::: Data supplied :::
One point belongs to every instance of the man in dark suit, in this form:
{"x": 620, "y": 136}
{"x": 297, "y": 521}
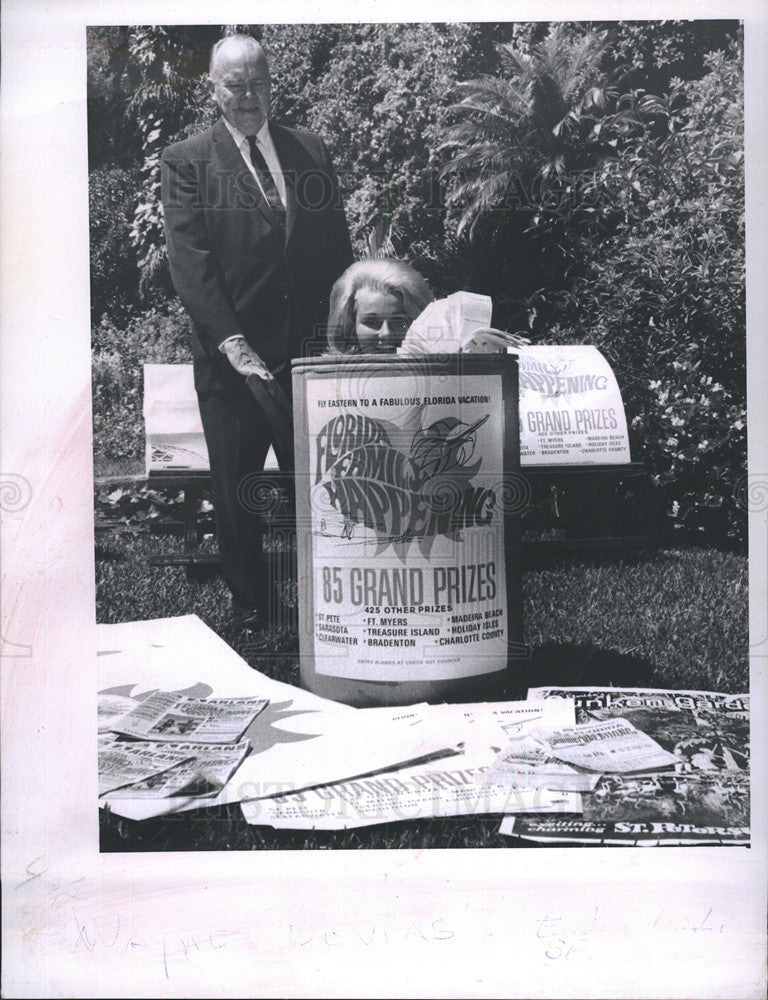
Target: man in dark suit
{"x": 256, "y": 236}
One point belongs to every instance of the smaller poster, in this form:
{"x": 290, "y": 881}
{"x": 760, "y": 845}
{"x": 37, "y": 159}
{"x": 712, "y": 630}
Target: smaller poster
{"x": 571, "y": 411}
{"x": 174, "y": 431}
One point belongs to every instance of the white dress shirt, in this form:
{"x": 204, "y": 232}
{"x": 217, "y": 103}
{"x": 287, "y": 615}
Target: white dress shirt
{"x": 268, "y": 151}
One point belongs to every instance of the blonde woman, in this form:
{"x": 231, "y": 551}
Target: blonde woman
{"x": 373, "y": 304}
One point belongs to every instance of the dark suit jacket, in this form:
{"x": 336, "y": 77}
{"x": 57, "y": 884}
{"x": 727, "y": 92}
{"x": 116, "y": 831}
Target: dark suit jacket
{"x": 234, "y": 267}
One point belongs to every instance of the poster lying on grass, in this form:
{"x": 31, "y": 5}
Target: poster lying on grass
{"x": 702, "y": 799}
{"x": 297, "y": 740}
{"x": 453, "y": 786}
{"x": 571, "y": 412}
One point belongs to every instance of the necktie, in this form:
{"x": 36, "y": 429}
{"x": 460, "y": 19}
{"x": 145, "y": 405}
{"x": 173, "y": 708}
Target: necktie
{"x": 267, "y": 181}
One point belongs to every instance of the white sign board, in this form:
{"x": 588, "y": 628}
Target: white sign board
{"x": 571, "y": 411}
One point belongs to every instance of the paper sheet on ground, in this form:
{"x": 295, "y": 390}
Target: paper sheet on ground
{"x": 451, "y": 787}
{"x": 298, "y": 740}
{"x": 202, "y": 769}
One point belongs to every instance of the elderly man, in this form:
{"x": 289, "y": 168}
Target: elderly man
{"x": 256, "y": 236}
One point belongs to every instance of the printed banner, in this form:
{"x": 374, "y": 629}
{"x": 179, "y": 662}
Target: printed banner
{"x": 571, "y": 411}
{"x": 407, "y": 526}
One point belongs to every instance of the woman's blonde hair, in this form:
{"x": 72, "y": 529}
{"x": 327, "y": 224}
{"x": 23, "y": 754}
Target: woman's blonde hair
{"x": 380, "y": 274}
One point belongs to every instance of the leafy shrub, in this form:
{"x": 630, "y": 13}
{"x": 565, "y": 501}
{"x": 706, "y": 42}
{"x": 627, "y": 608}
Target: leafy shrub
{"x": 112, "y": 194}
{"x": 119, "y": 354}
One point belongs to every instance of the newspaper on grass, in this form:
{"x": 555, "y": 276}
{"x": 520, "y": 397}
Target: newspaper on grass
{"x": 298, "y": 741}
{"x": 527, "y": 764}
{"x": 166, "y": 717}
{"x": 455, "y": 786}
{"x": 123, "y": 763}
{"x": 202, "y": 768}
{"x": 111, "y": 708}
{"x": 610, "y": 745}
{"x": 704, "y": 799}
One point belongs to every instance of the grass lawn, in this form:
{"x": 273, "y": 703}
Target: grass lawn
{"x": 673, "y": 618}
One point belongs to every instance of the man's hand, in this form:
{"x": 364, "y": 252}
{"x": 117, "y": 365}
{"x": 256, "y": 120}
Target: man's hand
{"x": 244, "y": 359}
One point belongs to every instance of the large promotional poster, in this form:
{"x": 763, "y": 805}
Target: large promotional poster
{"x": 406, "y": 525}
{"x": 571, "y": 411}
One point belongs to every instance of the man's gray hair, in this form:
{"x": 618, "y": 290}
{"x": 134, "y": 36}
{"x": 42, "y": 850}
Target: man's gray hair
{"x": 245, "y": 43}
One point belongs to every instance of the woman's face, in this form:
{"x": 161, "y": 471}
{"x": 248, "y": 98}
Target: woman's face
{"x": 380, "y": 321}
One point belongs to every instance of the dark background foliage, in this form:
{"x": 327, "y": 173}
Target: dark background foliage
{"x": 588, "y": 176}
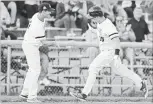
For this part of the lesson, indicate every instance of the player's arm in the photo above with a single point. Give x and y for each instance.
(114, 36)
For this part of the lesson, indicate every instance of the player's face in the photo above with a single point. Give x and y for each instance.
(93, 23)
(138, 13)
(46, 13)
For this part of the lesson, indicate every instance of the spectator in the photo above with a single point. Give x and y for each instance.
(91, 36)
(31, 7)
(65, 18)
(138, 25)
(12, 9)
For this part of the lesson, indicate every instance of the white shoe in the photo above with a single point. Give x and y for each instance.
(144, 88)
(45, 82)
(34, 100)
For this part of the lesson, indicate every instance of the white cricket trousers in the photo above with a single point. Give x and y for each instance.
(30, 86)
(106, 57)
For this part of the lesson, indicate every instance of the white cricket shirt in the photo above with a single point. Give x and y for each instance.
(35, 31)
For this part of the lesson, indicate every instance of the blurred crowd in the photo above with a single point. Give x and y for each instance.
(131, 19)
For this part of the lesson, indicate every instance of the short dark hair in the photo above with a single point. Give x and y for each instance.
(44, 6)
(95, 11)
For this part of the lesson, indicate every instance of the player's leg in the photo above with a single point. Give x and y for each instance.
(101, 60)
(122, 70)
(44, 69)
(31, 80)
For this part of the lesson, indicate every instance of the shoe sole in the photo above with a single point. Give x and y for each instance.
(76, 97)
(34, 101)
(23, 97)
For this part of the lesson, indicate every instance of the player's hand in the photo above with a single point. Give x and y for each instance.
(74, 9)
(117, 61)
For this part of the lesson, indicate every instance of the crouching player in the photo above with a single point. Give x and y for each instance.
(109, 45)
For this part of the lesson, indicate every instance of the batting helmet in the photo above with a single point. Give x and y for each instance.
(95, 11)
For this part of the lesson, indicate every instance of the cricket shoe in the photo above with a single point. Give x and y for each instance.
(23, 96)
(79, 96)
(144, 88)
(34, 100)
(45, 82)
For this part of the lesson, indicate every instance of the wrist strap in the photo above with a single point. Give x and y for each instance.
(117, 51)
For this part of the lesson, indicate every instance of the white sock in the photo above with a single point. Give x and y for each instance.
(89, 83)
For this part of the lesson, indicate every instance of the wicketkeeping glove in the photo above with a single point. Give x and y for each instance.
(44, 49)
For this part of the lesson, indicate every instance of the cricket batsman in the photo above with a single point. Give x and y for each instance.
(109, 45)
(33, 40)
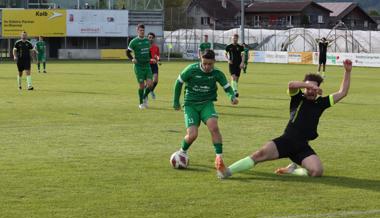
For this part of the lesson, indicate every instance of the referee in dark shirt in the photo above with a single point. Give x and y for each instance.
(22, 54)
(306, 107)
(322, 44)
(235, 56)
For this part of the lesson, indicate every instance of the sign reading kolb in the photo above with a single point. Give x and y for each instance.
(50, 23)
(97, 23)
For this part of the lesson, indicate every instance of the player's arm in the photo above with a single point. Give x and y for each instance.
(177, 93)
(182, 78)
(295, 86)
(226, 55)
(345, 85)
(14, 53)
(129, 51)
(129, 54)
(242, 59)
(222, 80)
(158, 56)
(35, 49)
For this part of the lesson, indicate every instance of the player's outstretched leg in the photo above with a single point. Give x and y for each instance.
(44, 65)
(212, 125)
(147, 90)
(141, 95)
(155, 82)
(19, 80)
(191, 135)
(267, 152)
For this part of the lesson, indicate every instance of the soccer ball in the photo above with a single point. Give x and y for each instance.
(179, 160)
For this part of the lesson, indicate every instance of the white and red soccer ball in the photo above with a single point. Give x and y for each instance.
(179, 160)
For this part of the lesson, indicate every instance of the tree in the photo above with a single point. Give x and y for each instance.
(373, 13)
:::
**Task statement:** Your answer must be the records exactly as they stand, with no pictures in it.

**Solution for this task:**
One point belongs to every instance of the man in dark suit, in this form:
{"x": 620, "y": 136}
{"x": 297, "y": 521}
Target: man in dark suit
{"x": 256, "y": 236}
One point belongs to every instance of the smaller poster, in this form:
{"x": 290, "y": 881}
{"x": 760, "y": 845}
{"x": 37, "y": 159}
{"x": 712, "y": 630}
Target: smaller poster
{"x": 571, "y": 411}
{"x": 174, "y": 431}
One point belongs to every instance of the white dress shirt, in this form:
{"x": 204, "y": 232}
{"x": 217, "y": 103}
{"x": 287, "y": 615}
Target: white dress shirt
{"x": 268, "y": 151}
One point belongs to every instance of the blonde woman, in this form:
{"x": 231, "y": 551}
Target: blonde woman
{"x": 373, "y": 304}
One point belongs to every instance of the dark suit jacket, in this form:
{"x": 336, "y": 77}
{"x": 57, "y": 884}
{"x": 727, "y": 92}
{"x": 116, "y": 831}
Target: dark suit jacket
{"x": 234, "y": 267}
One point belongs to every instance of the poster lying on grass, in this form:
{"x": 31, "y": 5}
Target: poster lying on grass
{"x": 702, "y": 799}
{"x": 297, "y": 740}
{"x": 453, "y": 786}
{"x": 571, "y": 412}
One point belongs to every instance of the necktie, in this form:
{"x": 36, "y": 429}
{"x": 460, "y": 19}
{"x": 145, "y": 405}
{"x": 173, "y": 708}
Target: necktie
{"x": 267, "y": 181}
One point belongs to every instance of the white sign board, in this form:
{"x": 588, "y": 628}
Target: white sign board
{"x": 571, "y": 411}
One point belongs to every instance of the paper sheet on ground, in this form:
{"x": 295, "y": 390}
Target: paper sheet on ground
{"x": 451, "y": 787}
{"x": 298, "y": 740}
{"x": 202, "y": 769}
One point belongs to every instance of the elderly man, in this form:
{"x": 289, "y": 168}
Target: elderly man
{"x": 256, "y": 236}
One point belongs to every instance of the printed banner, in this form:
{"x": 374, "y": 629}
{"x": 179, "y": 662}
Target: printed banner
{"x": 571, "y": 411}
{"x": 407, "y": 526}
One point belongs to every instance of the woman's blonde hair, in this form:
{"x": 72, "y": 529}
{"x": 327, "y": 224}
{"x": 23, "y": 754}
Target: woman's blonde hair
{"x": 380, "y": 274}
One point belongs to every instance of the leafy shrub, in this form:
{"x": 630, "y": 13}
{"x": 565, "y": 501}
{"x": 706, "y": 42}
{"x": 627, "y": 608}
Target: leafy shrub
{"x": 112, "y": 194}
{"x": 119, "y": 354}
One point belongs to every instance of the newspaper on grass, in this form:
{"x": 555, "y": 276}
{"x": 520, "y": 397}
Target: newspaper on grass
{"x": 298, "y": 741}
{"x": 527, "y": 764}
{"x": 166, "y": 717}
{"x": 455, "y": 786}
{"x": 123, "y": 763}
{"x": 202, "y": 768}
{"x": 111, "y": 708}
{"x": 610, "y": 745}
{"x": 704, "y": 799}
One point belongs to every instance of the grass lawn, in this form:
{"x": 273, "y": 703}
Target: grass lawn
{"x": 673, "y": 618}
One point belongs to every instance of the man's hand, in this form:
{"x": 364, "y": 252}
{"x": 117, "y": 365}
{"x": 256, "y": 120}
Target: man's hand
{"x": 244, "y": 359}
One point belongs to every instance of the large promotional poster, in this form:
{"x": 763, "y": 805}
Target: large promotional poster
{"x": 406, "y": 525}
{"x": 571, "y": 411}
One point belongs to every instance of the man's gray hair, in this form:
{"x": 618, "y": 290}
{"x": 134, "y": 36}
{"x": 42, "y": 850}
Target: man's gray hair
{"x": 245, "y": 43}
One point belongs to every instance of the woman's face, in this form:
{"x": 161, "y": 471}
{"x": 248, "y": 98}
Target: woman's face
{"x": 380, "y": 321}
One point belongs to every instance of the dark background foliage, in this form:
{"x": 327, "y": 173}
Target: dark background foliage
{"x": 588, "y": 176}
For this part of the lesson, indicate every instance of the player's arm in the photo above with a single point. Give x and y for each instance.
(114, 36)
For this part of the lesson, indicate every instance of the player's face in the photo above with a single point. Give x and y for each instance.
(93, 23)
(138, 13)
(46, 13)
For this part of the lesson, indicate every instance of the spectator in the photo above with a single point. Give x and y for each instance.
(91, 36)
(31, 7)
(65, 18)
(138, 25)
(12, 9)
For this part of the lesson, indicate every instance of the white shoe in the photo above with a single point. Give x and y for each instance.
(144, 88)
(45, 82)
(34, 100)
For this part of the lesson, indicate every instance of the white cricket trousers in the photo above with a single point. Give x and y for each instance.
(30, 86)
(106, 57)
For this part of the lesson, indicate every instance of the white cricket shirt in the photo above with a single point. Give x and y for each instance.
(35, 31)
For this part of the lesson, indicate every instance of the blurred crowd in the photo above with a single point. Give x and y for each instance.
(131, 19)
For this part of the lesson, indicate every instance of the short dark hair in the photo above with a single point. Give x and y for each instance.
(44, 6)
(95, 11)
For this part of the lesson, indicate every instance of the player's leg in the photo above with a single point. Give x and y for each instance.
(101, 60)
(122, 70)
(44, 69)
(31, 80)
For this part of the lesson, indicate every instance of the shoe sole in the photo above with a single point. Give x and y for each instance.
(76, 97)
(34, 101)
(23, 97)
For this part of the lesson, indicate every instance of the player's hand in the photo above with a single point. Give x and y for each instance.
(74, 9)
(117, 61)
For this part of the lesson, indicate every instance of the crouching player in the photo above with a single point. Give x and y for each instance.
(109, 45)
For this part of the lesson, indicate every instance of the batting helmet in the photo above with a single point. Give x and y for each instance.
(95, 11)
For this part of the lesson, indicate every instance of the cricket shoe in the photo above with a single point. Give x and y for each instance.
(23, 96)
(79, 96)
(144, 88)
(34, 100)
(45, 82)
For this part of the lesson, indicate every instance of the wrist strap in the photo above with a single point. Give x and y for each instance.
(117, 51)
For this part of the lesson, indicate every instance of the white sock in the photo above with a single point. Give x and y for each instance.
(89, 83)
For this part of the lesson, indicate every instance of the wicketkeeping glove in the photo above with a single point. Give x and y for each instance.
(44, 49)
For this part of the lesson, indicate every instance of the cricket batsman in the photo above with a single point. Give x and y for each instance.
(109, 45)
(33, 40)
For this part of the lesson, indicate every instance of the referee in dark shirt in the photo above with a single point. Give x and y for each instance.
(22, 54)
(306, 107)
(322, 44)
(235, 56)
For this part of the lesson, indicate every instance of the sign reading kolb in the photo above with a single point. Give x and y for each instance.
(50, 23)
(97, 23)
For this part of the lesson, indicate every instance of the player's arm in the photo above with a single point. Give x and y for each instance.
(177, 93)
(182, 78)
(295, 86)
(226, 55)
(345, 85)
(14, 53)
(129, 51)
(129, 54)
(242, 59)
(222, 80)
(158, 56)
(35, 49)
For this part of the lesson, indicate every instance of the player's outstretched leg in the photo above with a single point. Give x and y for each instance.
(44, 65)
(212, 125)
(147, 90)
(141, 95)
(155, 82)
(19, 80)
(191, 135)
(267, 152)
For this part of the lesson, indicate every instance of the soccer ball in the photo above with a single point. Give x and y for each instance.
(179, 160)
For this part of the lesson, indicate every instance of the white and red soccer ball in the photo above with a single point. Give x and y for each instance.
(179, 160)
For this part of the lesson, indicate every instance of the tree in the photo above with a single point. Give x and y for each instance.
(373, 13)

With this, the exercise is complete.